▸ **QUOTED PASSAGE**:
Common Cause v. Joseph Biden, Jr.
748 F.3d 1280
D.C. Cir.2014Background
- DREAM and DISCLOSE bills passed the House but stalled in the Senate; neither became law due to filibusters.
- Plaintiffs—House members, beneficiaries of the DREAM Act, and Common Cause—sued Vice President Biden and three Senate officers challenging Senate Rule XXII.
- District Court dismissed for lack of standing, finding no cognizable injury, improper causation, no redressability, and a nonjusticiable political question.
- Common Cause alleged Rule XXII prevents majority-rule legislation; asserted injury from inability to pass majority-supported bills.
- Court analyzes Speech or Debate Clause as potential bar; notes the clause protects Senate conduct but focuses on whether the defendants caused the injuries.
- Holding focuses on who Common Cause sued; injury attributed to the Senate as a whole (an absent third party), not the named defendants.
Issues
| Issue | Plaintiff's Argument | Defendant's Argument | Held |
|---|---|---|---|
| Do plaintiffs have standing to challenge Rule XXII? | Common Cause contends injury from cloture rule. | Defendants argue no concrete injury by the named defendants. | Common Cause lacks standing. |
| Does the Speech or Debate Clause bar the suit? | Clause immunizes legislative acts; targets non-Senate defendants may be distinct. | Clause may shield the named defendants from suit. | Issue unresolved for decision; court notes potential immunity but focuses on proper defendant. |
| Can the suit proceed against Senate officers rather than the Senate itself? | Powell allows challenging implementation by officers. | Officers' actions are not shown to cause the injury; proper defendant is the Senate. | Improper defendant; cannot establish causation. |
| Is the injury caused by an absent third party (the Senate) or by the named defendants? | Defendants caused the injuries through rule implementation. | Injury stems from Senate-wide action, not from defendants. | Injury attributable to absent third party; no jurisdiction. |
Key Cases Cited
- Powel v. McCormack, 395 U.S. 486 (1969) (standing when suing for implementational acts by officers)

▸ **PROBLEM**:
Write out the case summary above word for word, beginning at the words that contain "Common Cause v." and stopping after "pass majority-supported bills.".

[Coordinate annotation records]
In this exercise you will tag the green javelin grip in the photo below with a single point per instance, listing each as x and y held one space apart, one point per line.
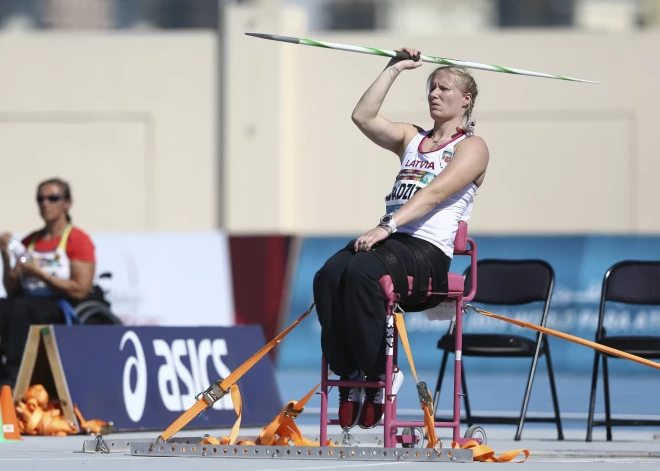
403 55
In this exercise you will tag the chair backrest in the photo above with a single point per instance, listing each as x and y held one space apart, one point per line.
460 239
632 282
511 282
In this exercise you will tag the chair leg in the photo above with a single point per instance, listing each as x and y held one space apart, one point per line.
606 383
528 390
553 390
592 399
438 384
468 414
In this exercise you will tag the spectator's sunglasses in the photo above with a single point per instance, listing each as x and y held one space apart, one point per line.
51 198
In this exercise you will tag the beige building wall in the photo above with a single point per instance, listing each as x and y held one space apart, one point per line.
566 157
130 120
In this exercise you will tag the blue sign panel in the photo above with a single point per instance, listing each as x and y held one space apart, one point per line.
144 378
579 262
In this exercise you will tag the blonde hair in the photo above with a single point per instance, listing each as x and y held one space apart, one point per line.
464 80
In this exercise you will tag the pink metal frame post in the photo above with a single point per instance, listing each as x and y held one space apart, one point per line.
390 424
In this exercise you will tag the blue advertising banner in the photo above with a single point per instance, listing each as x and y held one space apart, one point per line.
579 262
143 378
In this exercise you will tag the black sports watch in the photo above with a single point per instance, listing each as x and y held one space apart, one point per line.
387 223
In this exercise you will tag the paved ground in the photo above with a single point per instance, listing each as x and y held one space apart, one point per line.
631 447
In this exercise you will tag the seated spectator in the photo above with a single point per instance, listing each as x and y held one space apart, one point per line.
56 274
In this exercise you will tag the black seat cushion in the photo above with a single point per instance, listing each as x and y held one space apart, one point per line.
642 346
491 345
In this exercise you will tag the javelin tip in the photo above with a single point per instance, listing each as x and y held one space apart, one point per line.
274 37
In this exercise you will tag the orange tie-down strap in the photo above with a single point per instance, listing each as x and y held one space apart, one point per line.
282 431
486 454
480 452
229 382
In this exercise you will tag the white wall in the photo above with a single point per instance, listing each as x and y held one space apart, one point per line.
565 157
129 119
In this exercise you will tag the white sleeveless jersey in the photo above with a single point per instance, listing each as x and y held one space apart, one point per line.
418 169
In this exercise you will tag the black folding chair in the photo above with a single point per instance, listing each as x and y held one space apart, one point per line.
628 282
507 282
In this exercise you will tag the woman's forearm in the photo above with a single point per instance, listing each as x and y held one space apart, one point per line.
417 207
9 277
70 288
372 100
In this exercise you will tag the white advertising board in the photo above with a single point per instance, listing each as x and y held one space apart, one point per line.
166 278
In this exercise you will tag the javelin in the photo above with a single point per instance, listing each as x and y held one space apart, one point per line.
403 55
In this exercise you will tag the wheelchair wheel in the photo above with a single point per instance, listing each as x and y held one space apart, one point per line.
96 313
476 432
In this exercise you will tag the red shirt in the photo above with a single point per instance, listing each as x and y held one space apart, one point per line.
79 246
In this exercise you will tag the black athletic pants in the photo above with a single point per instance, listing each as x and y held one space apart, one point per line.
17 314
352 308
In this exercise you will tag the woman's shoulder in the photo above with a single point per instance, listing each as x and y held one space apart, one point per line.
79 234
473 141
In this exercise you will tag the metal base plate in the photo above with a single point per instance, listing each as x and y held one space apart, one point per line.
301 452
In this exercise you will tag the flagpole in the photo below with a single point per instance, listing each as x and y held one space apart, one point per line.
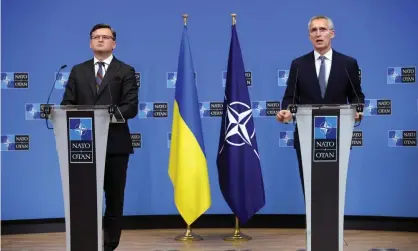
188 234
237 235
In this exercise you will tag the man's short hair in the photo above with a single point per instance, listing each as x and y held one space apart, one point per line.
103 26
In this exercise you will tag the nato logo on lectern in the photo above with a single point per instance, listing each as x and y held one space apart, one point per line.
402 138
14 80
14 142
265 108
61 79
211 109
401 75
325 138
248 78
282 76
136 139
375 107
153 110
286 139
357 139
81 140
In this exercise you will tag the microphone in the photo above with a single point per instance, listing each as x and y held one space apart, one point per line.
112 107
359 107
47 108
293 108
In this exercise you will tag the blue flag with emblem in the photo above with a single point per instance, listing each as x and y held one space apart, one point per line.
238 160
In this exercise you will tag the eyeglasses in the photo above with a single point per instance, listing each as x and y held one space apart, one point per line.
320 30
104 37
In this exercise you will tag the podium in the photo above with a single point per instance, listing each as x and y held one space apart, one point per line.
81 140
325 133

▸ **RESULT OF THE TASK**:
Common Cause v. Joseph Biden, Jr.
748 F.3d 1280
D.C. Cir.2014Background
- DREAM and DISCLOSE bills passed the House but stalled in the Senate; neither became law due to filibusters.
- Plaintiffs—House members, beneficiaries of the DREAM Act, and Common Cause—sued Vice President Biden and three Senate officers challenging Senate Rule XXII.
- District Court dismissed for lack of standing, finding no cognizable injury, improper causation, no redressability, and a nonjusticiable political question.
- Common Cause alleged Rule XXII prevents majority-rule legislation; asserted injury from inability to pass majority-supported bills.